[VOTRE TÂCHE] Recopiez fidèlement les enregistrements ci-dessous, depuis leur début jusqu'à la ligne contenant « x=440 y=135 », cette ligne comprise. Omettez les images dans votre réponse.

[DONNÉES DE TRAVAIL]
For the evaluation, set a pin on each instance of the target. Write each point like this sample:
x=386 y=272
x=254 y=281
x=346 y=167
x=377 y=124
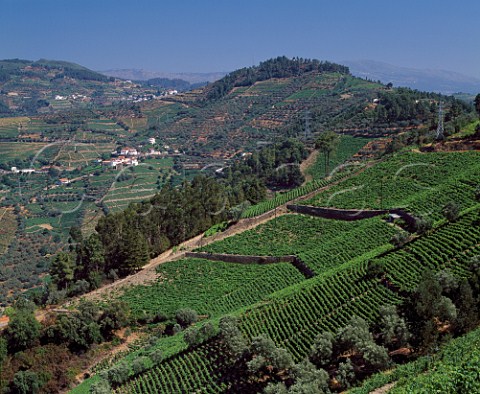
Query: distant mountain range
x=439 y=81
x=431 y=80
x=144 y=75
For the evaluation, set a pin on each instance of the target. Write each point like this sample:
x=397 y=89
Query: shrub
x=186 y=317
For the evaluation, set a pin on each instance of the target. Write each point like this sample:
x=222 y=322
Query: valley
x=103 y=203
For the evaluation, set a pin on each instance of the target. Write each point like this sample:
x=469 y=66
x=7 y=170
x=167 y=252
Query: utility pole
x=440 y=131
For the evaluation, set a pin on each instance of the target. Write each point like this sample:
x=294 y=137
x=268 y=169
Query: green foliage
x=327 y=142
x=102 y=386
x=62 y=269
x=23 y=329
x=265 y=354
x=280 y=67
x=477 y=103
x=186 y=317
x=421 y=183
x=346 y=374
x=210 y=287
x=25 y=382
x=140 y=364
x=453 y=370
x=118 y=374
x=196 y=335
x=393 y=328
x=451 y=211
x=322 y=349
x=232 y=337
x=309 y=379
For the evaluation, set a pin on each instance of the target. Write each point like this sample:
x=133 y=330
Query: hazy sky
x=202 y=36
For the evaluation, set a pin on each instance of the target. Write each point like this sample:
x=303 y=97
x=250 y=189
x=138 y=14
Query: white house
x=128 y=152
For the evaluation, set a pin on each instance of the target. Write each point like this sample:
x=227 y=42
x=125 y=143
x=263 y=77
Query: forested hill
x=280 y=67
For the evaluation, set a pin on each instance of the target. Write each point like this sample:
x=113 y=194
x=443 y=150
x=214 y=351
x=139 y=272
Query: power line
x=440 y=135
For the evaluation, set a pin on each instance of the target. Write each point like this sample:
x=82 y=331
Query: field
x=320 y=243
x=454 y=369
x=19 y=150
x=347 y=147
x=211 y=288
x=340 y=253
x=421 y=183
x=8 y=227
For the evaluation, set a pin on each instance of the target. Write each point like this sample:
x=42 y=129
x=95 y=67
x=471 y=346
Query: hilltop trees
x=477 y=103
x=280 y=67
x=327 y=143
x=23 y=329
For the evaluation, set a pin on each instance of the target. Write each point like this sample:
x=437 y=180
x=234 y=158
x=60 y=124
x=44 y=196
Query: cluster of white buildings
x=126 y=157
x=72 y=97
x=15 y=170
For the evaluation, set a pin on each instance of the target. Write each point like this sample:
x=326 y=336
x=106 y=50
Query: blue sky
x=203 y=36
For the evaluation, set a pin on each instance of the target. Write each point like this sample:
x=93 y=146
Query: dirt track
x=148 y=273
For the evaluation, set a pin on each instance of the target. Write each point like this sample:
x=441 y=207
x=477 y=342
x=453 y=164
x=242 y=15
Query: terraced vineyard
x=196 y=371
x=452 y=370
x=8 y=228
x=451 y=246
x=419 y=182
x=211 y=288
x=347 y=147
x=283 y=198
x=320 y=243
x=294 y=316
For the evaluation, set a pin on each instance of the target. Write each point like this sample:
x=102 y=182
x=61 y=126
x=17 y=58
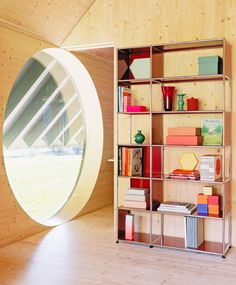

[RÉSULTAT OBTENU]
For the evaluation, set a pin on each instance of the target. Write each point like this sample:
x=386 y=272
x=254 y=281
x=346 y=167
x=377 y=124
Query: distant mountain range
x=439 y=81
x=431 y=80
x=144 y=75
For the evaluation, set a pin on each instance of the target. Write each point like this sample:
x=397 y=89
Query: shrub
x=186 y=317
For the evaluation, set a pin on each instance of the target. Write each point like this sample:
x=222 y=322
Query: valley
x=103 y=203
For the evaluation, set a pin on each instance of the target. Write each point like this sample:
x=469 y=66
x=7 y=170
x=167 y=252
Query: utility pole
x=440 y=131
For the evaluation, set a pin on each instance of the target. Write each point like this sample:
x=294 y=137
x=268 y=169
Query: green foliage
x=327 y=142
x=102 y=386
x=62 y=269
x=23 y=329
x=265 y=354
x=280 y=67
x=477 y=103
x=186 y=317
x=421 y=183
x=346 y=374
x=210 y=287
x=25 y=382
x=140 y=364
x=453 y=370
x=118 y=374
x=196 y=335
x=393 y=328
x=451 y=211
x=322 y=349
x=232 y=337
x=309 y=379
For the evaluation, set a pin on each instance of the target. Write each point like this sample:
x=133 y=330
Query: hazy sky
x=202 y=36
For the evaluation, set a pin on each instance of the target. Write each point like this sample:
x=303 y=97
x=250 y=189
x=138 y=14
Query: white house
x=128 y=152
For the evaluation, set a pin on each instance of the target. Write each point like this sample:
x=227 y=42
x=125 y=143
x=263 y=77
Query: forested hill
x=280 y=67
For the evaluation, set a pin on each instance of the target. Write each point like this sample:
x=113 y=194
x=443 y=150
x=214 y=351
x=139 y=272
Query: power line
x=440 y=135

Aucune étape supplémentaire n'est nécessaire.